### Work order
Please state the rating in the page extract's rating column and how many user ratings it is based on.
(Page extract)
What's easy to find:
1. title =  titleColumn (with tag td)
2. Imdb rating = ratingColumn.idbmRating  (with tag td)

What about the other stuff?

We can find what's within tags using `find`

In [22]:
imdb_soup.find('td', {'class': 'titleColumn'})

<td class="titleColumn">
      1.
      <a href="/title/tt0111161/" title="Frank Darabont (dir.), Tim Robbins, Morgan Freeman">The Shawshank Redemption</a>
<span class="secondaryInfo">(1994)</span>
</td>

In [23]:
imdb_soup.find('td', {'class': 'ratingColumn'})

<td class="ratingColumn imdbRating">
<strong title="9.2 based on 2,707,952 user ratings">9.2</strong>
</td>

We will use the `.find_all()` method to search the HTML tree for particular tags and get a `list` with all the relevant objects.

In [24]:
imdb_title = imdb_soup.find_all('td', {'class': 'titleColumn'})

In [26]:
imdb_title

[<td class="titleColumn">
       1.
       <a href="/title/tt0111161/" title="Frank Darabont (dir.), Tim Robbins, Morgan Freeman">The Shawshank Redemption</a>
 <span class="secondaryInfo">(1994)</span>
 </td>,
 <td class="titleColumn">
       2.
       <a href="/title/tt0068646/" title="Francis Ford Coppola (dir.), Marlon Brando, Al Pacino">The Godfather</a>
 <span class="secondaryInfo">(1972)</span>
 </td>,
 <td class="titleColumn">
       3.
       <a href="/title/tt0468569/" title="Christopher Nolan (dir.), Christian Bale, Heath Ledger">The Dark Knight</a>
 <span class="secondaryInfo">(2008)</span>
 </td>,
 <td class="titleColumn">
       4.
       <a href="/title/tt0071562/" title="Francis Ford Coppola (dir.), Al Pacino, Robert De Niro">The Godfather Part II</a>
 <span class="secondaryInfo">(1974)</span>
 </td>,
 <td class="titleColumn">
       5.
       <a href="/title/tt0050083/" title="Sidney Lumet (dir.), Henry Fonda, Lee J. Cobb">12 Angry Men</a>
 <span class="secondaryInfo">(

In [34]:
# you can turn this into a dataframe, but it's quite messy 
# and we'd need to clean it up and it's the first bit of what we want
imdb_table= pd.DataFrame(imdb_title).drop([2,4],1)
(End Page extract)
(Given entries)
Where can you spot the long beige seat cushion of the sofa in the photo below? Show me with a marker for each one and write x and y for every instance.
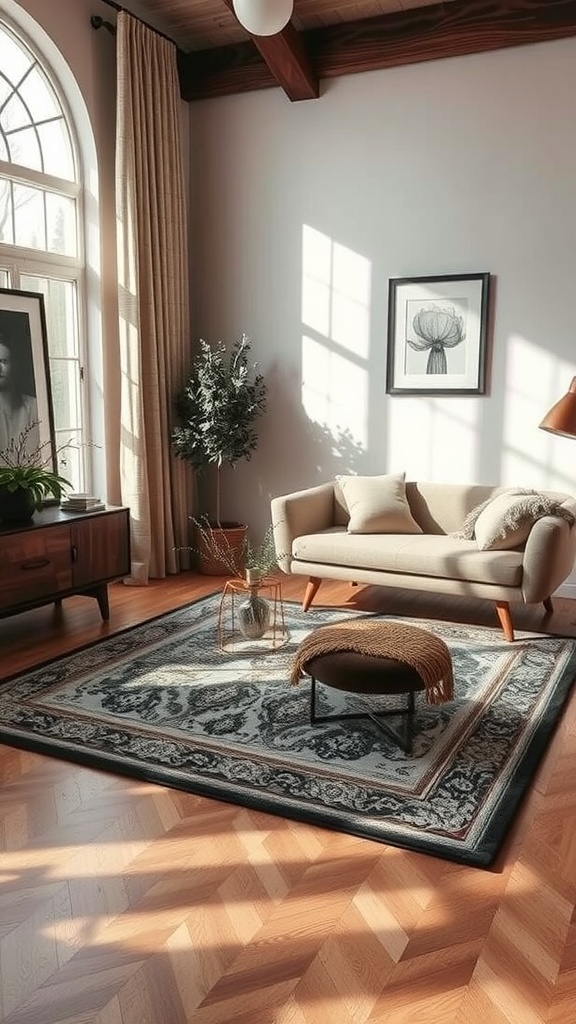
(423, 554)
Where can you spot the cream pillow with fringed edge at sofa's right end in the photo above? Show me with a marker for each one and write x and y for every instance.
(508, 520)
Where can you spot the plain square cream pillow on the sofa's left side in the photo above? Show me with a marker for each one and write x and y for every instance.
(378, 505)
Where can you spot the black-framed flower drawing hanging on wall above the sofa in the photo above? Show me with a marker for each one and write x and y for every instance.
(438, 334)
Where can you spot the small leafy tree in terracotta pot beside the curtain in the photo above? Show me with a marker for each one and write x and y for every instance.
(217, 412)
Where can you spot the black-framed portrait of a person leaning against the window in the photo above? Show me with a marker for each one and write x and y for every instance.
(26, 408)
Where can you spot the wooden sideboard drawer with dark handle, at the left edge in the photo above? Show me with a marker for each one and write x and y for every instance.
(34, 566)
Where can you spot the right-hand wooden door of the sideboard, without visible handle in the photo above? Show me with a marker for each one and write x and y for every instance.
(101, 548)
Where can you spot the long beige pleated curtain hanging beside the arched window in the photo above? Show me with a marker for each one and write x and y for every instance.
(153, 296)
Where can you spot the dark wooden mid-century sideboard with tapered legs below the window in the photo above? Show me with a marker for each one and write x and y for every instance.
(58, 554)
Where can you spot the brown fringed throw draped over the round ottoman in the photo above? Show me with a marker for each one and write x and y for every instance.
(424, 652)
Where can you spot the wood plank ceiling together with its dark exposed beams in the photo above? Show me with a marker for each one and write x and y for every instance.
(330, 38)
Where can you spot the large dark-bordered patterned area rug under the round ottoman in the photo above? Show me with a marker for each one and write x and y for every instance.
(161, 702)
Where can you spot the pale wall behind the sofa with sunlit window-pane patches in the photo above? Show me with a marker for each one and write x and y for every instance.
(454, 166)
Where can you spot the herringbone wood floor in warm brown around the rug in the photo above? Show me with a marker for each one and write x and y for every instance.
(122, 903)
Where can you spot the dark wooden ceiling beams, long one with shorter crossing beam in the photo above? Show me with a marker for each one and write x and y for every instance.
(389, 40)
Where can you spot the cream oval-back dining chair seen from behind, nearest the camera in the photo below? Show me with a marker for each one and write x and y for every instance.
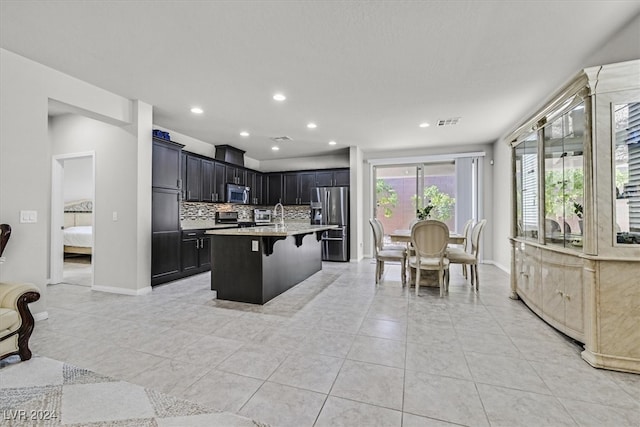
(429, 239)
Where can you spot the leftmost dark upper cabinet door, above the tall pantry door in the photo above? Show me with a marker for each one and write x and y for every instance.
(166, 164)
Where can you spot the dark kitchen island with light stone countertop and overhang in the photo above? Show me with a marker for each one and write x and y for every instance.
(256, 264)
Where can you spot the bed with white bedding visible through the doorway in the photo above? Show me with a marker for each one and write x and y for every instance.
(78, 227)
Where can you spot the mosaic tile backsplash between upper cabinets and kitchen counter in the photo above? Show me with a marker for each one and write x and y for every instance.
(198, 211)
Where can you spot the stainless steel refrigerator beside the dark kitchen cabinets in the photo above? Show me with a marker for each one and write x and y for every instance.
(330, 205)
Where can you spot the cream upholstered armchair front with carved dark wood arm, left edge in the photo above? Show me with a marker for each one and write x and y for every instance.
(16, 321)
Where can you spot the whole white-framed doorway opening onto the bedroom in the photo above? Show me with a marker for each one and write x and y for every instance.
(72, 217)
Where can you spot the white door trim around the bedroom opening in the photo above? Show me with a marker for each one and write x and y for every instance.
(57, 213)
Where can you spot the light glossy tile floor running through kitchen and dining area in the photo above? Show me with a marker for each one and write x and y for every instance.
(339, 350)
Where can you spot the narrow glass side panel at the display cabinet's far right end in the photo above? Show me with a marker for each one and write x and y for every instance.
(626, 148)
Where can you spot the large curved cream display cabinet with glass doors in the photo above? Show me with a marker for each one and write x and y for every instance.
(576, 213)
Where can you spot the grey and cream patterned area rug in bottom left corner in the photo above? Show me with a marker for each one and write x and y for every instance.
(46, 392)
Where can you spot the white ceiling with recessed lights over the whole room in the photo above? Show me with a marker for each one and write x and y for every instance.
(367, 72)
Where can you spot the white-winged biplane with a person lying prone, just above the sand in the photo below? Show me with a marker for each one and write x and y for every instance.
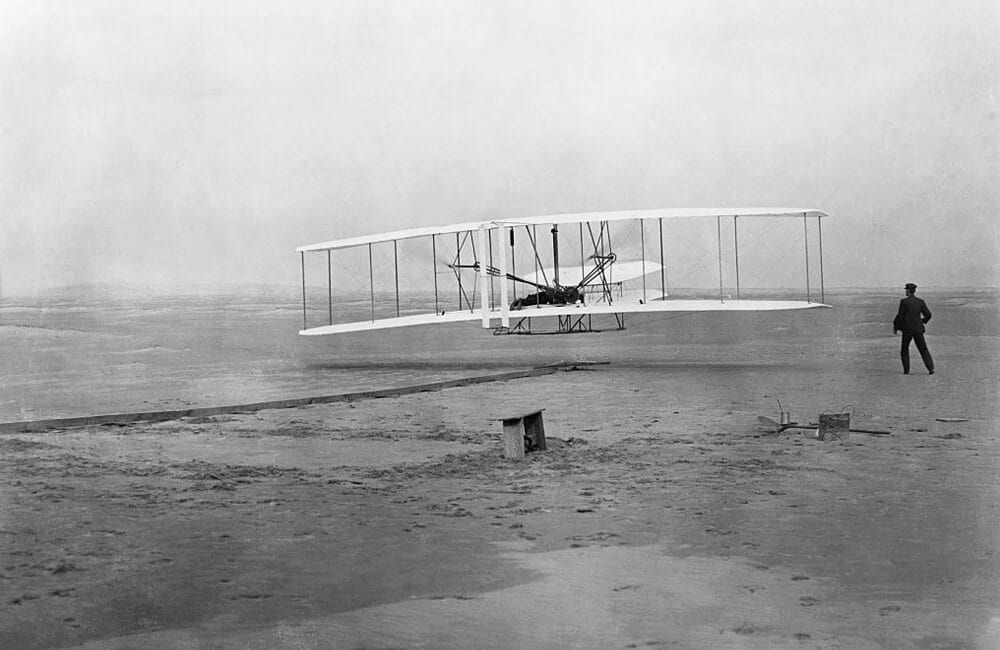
(505, 274)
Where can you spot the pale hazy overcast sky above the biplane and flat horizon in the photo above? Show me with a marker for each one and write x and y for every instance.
(174, 142)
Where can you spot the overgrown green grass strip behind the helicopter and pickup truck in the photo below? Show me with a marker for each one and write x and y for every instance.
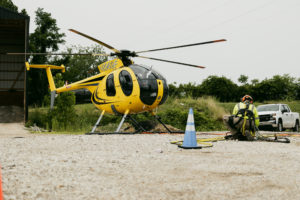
(208, 114)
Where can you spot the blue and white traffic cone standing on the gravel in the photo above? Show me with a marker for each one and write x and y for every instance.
(190, 140)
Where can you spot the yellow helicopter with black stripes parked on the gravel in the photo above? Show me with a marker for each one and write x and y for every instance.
(121, 87)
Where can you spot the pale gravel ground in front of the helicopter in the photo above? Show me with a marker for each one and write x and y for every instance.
(36, 166)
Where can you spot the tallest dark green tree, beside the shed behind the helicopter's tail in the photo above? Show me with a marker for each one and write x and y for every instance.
(46, 38)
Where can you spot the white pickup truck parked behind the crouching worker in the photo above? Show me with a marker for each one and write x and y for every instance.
(278, 117)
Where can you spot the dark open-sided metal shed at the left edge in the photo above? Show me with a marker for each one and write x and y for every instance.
(14, 31)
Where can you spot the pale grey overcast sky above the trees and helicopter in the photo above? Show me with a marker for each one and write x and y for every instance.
(263, 36)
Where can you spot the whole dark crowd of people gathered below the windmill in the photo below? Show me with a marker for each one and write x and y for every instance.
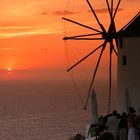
(End Given entries)
### Response to the task
9.2, based on 2,707,952 user ratings.